> [The problem] Print every line below that comes at or after the line containing "rough mask: <svg", exactly as written.

> [The input]
——
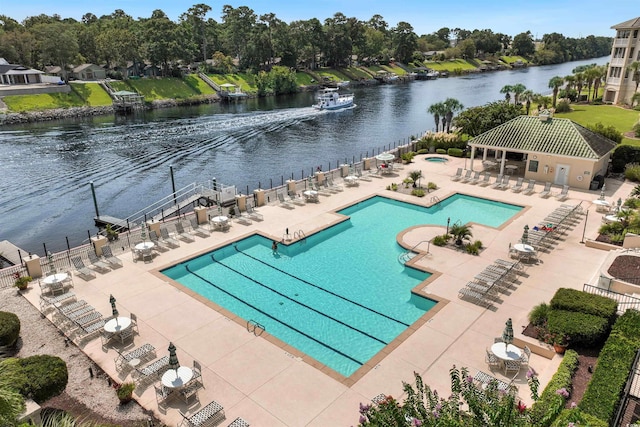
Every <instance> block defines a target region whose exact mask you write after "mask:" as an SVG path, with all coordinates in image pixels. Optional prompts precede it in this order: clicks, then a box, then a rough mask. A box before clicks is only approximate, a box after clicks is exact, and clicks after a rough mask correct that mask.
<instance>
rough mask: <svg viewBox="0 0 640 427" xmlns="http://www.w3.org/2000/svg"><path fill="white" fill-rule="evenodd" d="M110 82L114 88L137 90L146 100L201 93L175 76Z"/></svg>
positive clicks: (149, 100)
mask: <svg viewBox="0 0 640 427" xmlns="http://www.w3.org/2000/svg"><path fill="white" fill-rule="evenodd" d="M110 84H111V86H112V87H113V88H114V89H115V90H128V91H134V92H137V93H139V94H141V95H143V96H144V100H145V101H146V102H149V101H158V100H164V99H187V98H191V97H195V96H198V95H201V93H198V91H197V90H196V89H195V88H193V87H191V86H190V85H188V84H187V83H186V82H185V81H184V79H178V78H175V77H165V78H163V79H139V80H126V81H114V82H111V83H110Z"/></svg>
——
> [Worked solution]
rough mask: <svg viewBox="0 0 640 427" xmlns="http://www.w3.org/2000/svg"><path fill="white" fill-rule="evenodd" d="M110 82L114 88L137 90L146 100L201 93L175 76Z"/></svg>
positive clicks: (149, 100)
mask: <svg viewBox="0 0 640 427" xmlns="http://www.w3.org/2000/svg"><path fill="white" fill-rule="evenodd" d="M110 84H111V86H112V87H113V88H114V89H115V90H128V91H134V92H137V93H139V94H141V95H143V96H144V100H145V101H146V102H149V101H158V100H164V99H187V98H191V97H195V96H198V95H201V93H198V91H197V90H196V89H195V88H193V87H191V86H190V85H188V84H187V83H186V82H185V81H184V79H178V78H175V77H165V78H163V79H139V80H126V81H114V82H111V83H110Z"/></svg>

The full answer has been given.